Text block >>
%%

The contract by which the Belgian state and the city of Liège commissioned The Banquet of Jupille from Chauvin was signed on 1 May 1855. The sum specified was 10,000 Belgian Francs, with 3,000 Francs to be paid as an advance for the sketch, 3,000 Francs once half the work was complete and the remaining 4,000 Francs once the work had been completed. The city of Liège contributed 3,000 Francs and the rest was covered by the State. Chauvin started work on the subject immediately, finishing in 1861. The delay in its execution was due to Chauvin's illness and his dual functions as director of the Liège arts academy and interim professor of the antique drawing class.

When he completed and exhibited The Banquet of Jupille at the Antwerp Salon in 1861, Chauvin had not had any notable exhibitions for almost ten years, which was probably caused by his workload at the Academy, which had increased greatly following Barthélemy Vieillevoye's death in 1855.

%%

Record set >>
%%

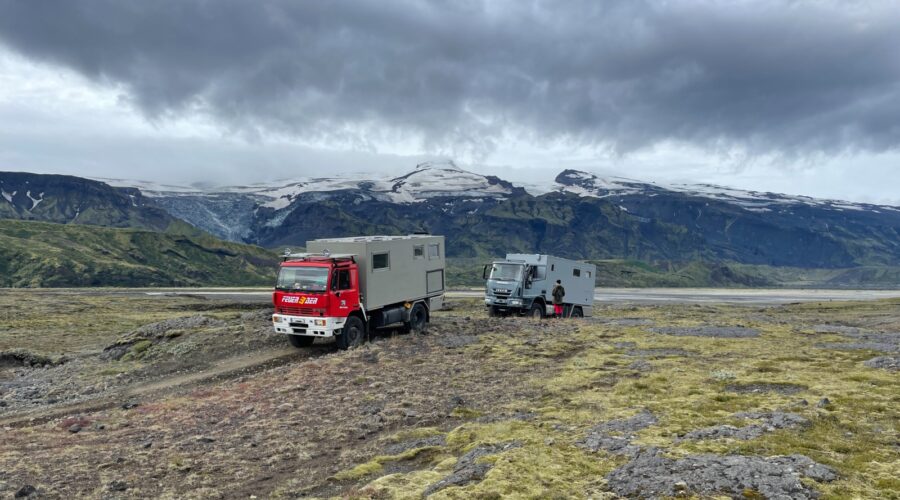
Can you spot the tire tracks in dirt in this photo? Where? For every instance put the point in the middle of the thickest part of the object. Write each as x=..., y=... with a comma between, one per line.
x=221, y=370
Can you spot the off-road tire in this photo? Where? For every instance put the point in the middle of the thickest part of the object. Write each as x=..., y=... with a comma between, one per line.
x=301, y=340
x=352, y=334
x=418, y=317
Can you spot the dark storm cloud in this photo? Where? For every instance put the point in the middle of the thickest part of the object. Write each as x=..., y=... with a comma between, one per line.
x=785, y=77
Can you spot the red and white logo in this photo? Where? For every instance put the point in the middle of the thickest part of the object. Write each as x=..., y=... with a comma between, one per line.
x=300, y=300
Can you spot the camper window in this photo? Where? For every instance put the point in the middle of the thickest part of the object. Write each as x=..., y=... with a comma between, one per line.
x=381, y=261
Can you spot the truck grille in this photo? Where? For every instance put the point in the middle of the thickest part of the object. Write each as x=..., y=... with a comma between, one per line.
x=299, y=311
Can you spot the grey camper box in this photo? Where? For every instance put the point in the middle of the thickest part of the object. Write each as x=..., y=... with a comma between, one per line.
x=393, y=269
x=528, y=288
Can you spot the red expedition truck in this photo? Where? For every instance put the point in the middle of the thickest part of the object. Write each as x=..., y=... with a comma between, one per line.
x=347, y=287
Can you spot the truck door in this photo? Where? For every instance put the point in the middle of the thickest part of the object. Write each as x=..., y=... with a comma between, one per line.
x=345, y=289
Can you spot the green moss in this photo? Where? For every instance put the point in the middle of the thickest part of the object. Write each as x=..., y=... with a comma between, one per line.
x=467, y=413
x=141, y=346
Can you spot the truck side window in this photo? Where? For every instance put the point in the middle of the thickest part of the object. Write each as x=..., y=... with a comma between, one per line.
x=344, y=279
x=381, y=261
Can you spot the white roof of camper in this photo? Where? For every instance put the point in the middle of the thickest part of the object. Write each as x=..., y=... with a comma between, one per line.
x=354, y=239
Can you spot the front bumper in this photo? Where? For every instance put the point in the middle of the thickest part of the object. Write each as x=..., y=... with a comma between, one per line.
x=309, y=326
x=504, y=302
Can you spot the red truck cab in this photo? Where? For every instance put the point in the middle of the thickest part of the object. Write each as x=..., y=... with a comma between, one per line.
x=314, y=296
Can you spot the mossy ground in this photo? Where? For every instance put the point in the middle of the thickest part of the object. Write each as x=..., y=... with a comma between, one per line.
x=325, y=426
x=70, y=322
x=584, y=379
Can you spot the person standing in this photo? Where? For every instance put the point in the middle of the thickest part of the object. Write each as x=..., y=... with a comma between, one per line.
x=558, y=294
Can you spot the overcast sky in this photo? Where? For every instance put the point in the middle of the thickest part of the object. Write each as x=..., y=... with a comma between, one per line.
x=789, y=96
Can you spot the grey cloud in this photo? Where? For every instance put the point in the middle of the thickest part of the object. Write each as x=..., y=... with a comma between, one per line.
x=789, y=77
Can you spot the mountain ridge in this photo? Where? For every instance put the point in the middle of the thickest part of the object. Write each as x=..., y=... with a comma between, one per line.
x=584, y=216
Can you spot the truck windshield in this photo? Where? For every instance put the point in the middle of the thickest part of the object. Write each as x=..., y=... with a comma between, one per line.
x=308, y=279
x=506, y=272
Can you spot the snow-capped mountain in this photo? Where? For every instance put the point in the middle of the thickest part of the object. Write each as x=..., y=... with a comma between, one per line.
x=580, y=215
x=427, y=181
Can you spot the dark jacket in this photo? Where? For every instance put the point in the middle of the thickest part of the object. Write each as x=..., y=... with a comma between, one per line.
x=558, y=293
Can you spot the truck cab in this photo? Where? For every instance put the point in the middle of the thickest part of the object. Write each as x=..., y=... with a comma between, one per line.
x=348, y=287
x=523, y=284
x=515, y=287
x=314, y=295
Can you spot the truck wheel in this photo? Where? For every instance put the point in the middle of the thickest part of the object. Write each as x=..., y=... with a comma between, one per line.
x=301, y=341
x=352, y=334
x=418, y=316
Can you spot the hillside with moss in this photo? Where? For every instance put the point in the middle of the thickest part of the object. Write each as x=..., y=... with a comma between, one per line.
x=66, y=199
x=41, y=254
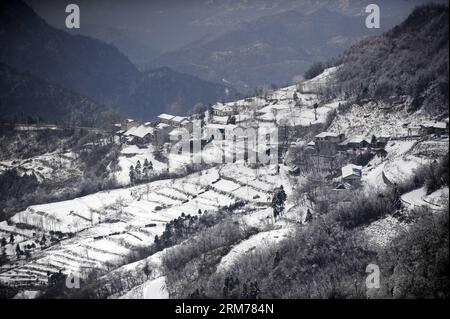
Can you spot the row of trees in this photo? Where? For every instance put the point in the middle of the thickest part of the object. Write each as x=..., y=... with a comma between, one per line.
x=140, y=172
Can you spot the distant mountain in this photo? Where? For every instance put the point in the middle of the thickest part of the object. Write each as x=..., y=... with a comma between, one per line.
x=139, y=52
x=272, y=49
x=92, y=68
x=26, y=98
x=176, y=91
x=411, y=59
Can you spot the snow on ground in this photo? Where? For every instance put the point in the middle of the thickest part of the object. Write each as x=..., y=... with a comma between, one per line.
x=258, y=241
x=152, y=289
x=381, y=232
x=107, y=226
x=419, y=198
x=130, y=155
x=51, y=166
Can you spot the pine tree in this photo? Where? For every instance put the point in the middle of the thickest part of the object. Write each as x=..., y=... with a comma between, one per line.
x=308, y=217
x=138, y=170
x=18, y=251
x=132, y=174
x=278, y=202
x=145, y=168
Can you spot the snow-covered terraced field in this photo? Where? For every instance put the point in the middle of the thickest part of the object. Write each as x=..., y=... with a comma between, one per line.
x=107, y=226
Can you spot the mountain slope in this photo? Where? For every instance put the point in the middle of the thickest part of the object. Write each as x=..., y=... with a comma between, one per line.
x=90, y=67
x=24, y=97
x=411, y=59
x=177, y=92
x=271, y=49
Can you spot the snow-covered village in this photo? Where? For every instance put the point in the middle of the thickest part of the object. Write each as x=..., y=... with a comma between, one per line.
x=288, y=191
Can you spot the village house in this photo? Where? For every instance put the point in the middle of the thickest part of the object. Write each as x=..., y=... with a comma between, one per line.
x=161, y=134
x=326, y=143
x=139, y=135
x=174, y=121
x=438, y=128
x=164, y=118
x=222, y=110
x=351, y=175
x=128, y=124
x=355, y=143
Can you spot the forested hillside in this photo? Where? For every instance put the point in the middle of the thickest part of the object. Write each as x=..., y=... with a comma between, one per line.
x=411, y=59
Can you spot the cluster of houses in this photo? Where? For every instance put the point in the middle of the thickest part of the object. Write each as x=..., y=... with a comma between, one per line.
x=136, y=133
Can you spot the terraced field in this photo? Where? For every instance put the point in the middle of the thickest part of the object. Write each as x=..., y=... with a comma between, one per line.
x=99, y=231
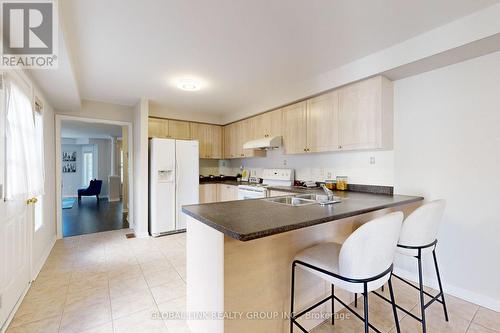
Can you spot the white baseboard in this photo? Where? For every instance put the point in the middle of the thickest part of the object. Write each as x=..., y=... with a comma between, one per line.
x=36, y=270
x=38, y=267
x=467, y=295
x=142, y=235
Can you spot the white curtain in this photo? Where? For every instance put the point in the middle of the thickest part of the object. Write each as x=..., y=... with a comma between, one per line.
x=24, y=149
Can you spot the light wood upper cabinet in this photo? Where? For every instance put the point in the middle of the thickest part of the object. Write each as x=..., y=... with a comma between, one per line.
x=295, y=128
x=166, y=128
x=230, y=138
x=210, y=139
x=268, y=124
x=179, y=130
x=208, y=193
x=322, y=123
x=236, y=135
x=366, y=114
x=157, y=128
x=227, y=192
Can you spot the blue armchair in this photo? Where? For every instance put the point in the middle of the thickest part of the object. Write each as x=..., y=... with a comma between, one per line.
x=93, y=189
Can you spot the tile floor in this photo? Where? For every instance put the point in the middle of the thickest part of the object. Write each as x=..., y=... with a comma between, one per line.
x=105, y=283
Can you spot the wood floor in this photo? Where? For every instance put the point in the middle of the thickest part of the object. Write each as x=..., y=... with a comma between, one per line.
x=89, y=217
x=107, y=283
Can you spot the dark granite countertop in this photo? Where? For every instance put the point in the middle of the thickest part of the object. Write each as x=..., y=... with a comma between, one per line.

%%

Task to carry out >> Output the entire text about the commissioning of The Banquet of Jupille again, word for word.

Answer below >>
The contract by which the Belgian state and the city of Liège commissioned The Banquet of Jupille from Chauvin was signed on 1 May 1855. The sum specified was 10,000 Belgian Francs, with 3,000 Francs to be paid as an advance for the sketch, 3,000 Francs once half the work was complete and the remaining 4,000 Francs once the work had been completed. The city of Liège contributed 3,000 Francs and the rest was covered by the State. Chauvin started work on the subject immediately, finishing in 1861. The delay in its execution was due to Chauvin's illness and his dual functions as director of the Liège arts academy and interim professor of the antique drawing class.

When he completed and exhibited The Banquet of Jupille at the Antwerp Salon in 1861, Chauvin had not had any notable exhibitions for almost ten years, which was probably caused by his workload at the Academy, which had increased greatly following Barthélemy Vieillevoye's death in 1855.